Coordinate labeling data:
◆ ◆ ◆ ◆
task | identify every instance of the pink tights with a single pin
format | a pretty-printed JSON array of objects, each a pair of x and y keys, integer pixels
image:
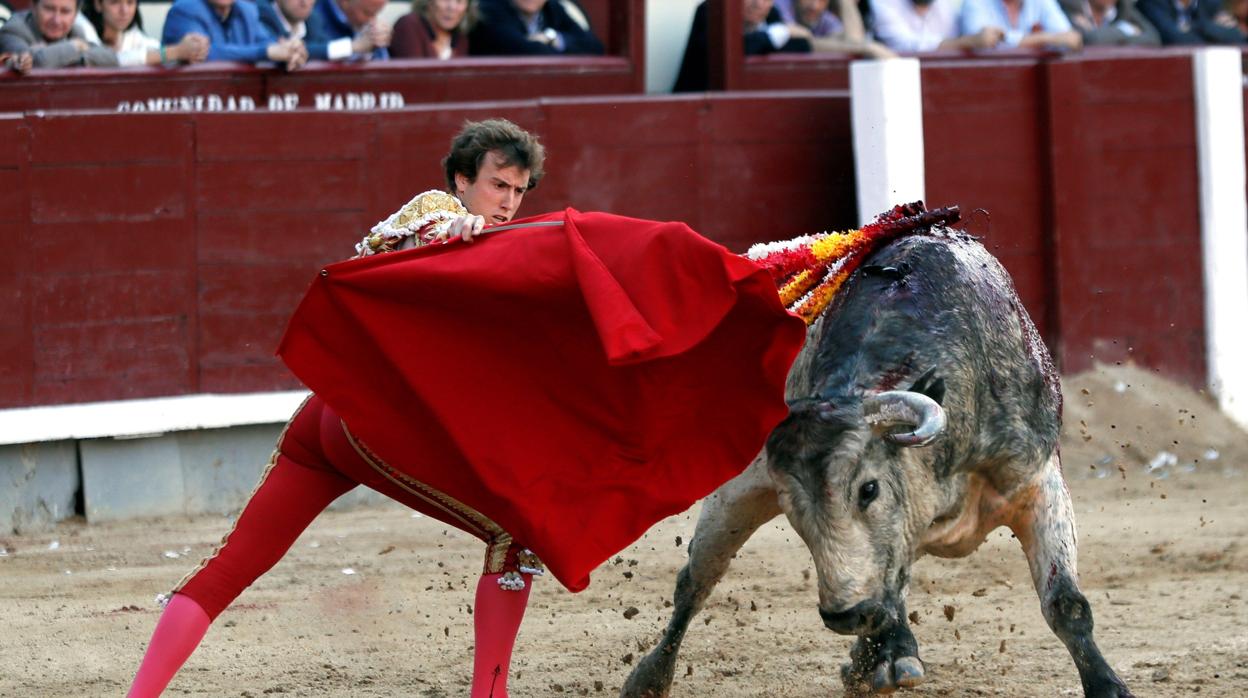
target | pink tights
[{"x": 496, "y": 622}]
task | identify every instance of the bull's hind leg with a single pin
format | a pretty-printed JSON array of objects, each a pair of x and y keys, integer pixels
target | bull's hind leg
[
  {"x": 729, "y": 517},
  {"x": 1046, "y": 530}
]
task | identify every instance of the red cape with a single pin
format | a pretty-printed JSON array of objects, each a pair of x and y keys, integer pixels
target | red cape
[{"x": 574, "y": 383}]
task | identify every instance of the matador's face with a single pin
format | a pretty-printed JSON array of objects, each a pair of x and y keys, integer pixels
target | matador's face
[{"x": 497, "y": 191}]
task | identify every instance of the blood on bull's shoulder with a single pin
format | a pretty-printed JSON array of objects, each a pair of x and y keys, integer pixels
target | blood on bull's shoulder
[{"x": 924, "y": 415}]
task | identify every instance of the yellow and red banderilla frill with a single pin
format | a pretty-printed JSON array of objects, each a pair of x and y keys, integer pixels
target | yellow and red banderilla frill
[{"x": 810, "y": 269}]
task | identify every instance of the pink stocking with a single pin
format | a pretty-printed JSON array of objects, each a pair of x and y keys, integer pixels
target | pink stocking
[
  {"x": 496, "y": 621},
  {"x": 177, "y": 633}
]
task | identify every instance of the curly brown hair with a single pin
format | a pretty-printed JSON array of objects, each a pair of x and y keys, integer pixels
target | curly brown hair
[
  {"x": 419, "y": 6},
  {"x": 517, "y": 147}
]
◆ ◆ ◆ ◆
*Exercise:* Begin at the line that has "task | identify every instance of the curly" and stop after the last line. Reproduce those lines, requests included, and scale every coordinate in the answers by 1.25, rounding to whole numbers with halves rounded up.

*Solution to this problem:*
task | identify every instance of the curly brown hair with a single pin
format | a pretty-printed JSON array of objects, each a pair of x and y keys, integer pixels
target | curly brown hair
[
  {"x": 524, "y": 8},
  {"x": 646, "y": 184}
]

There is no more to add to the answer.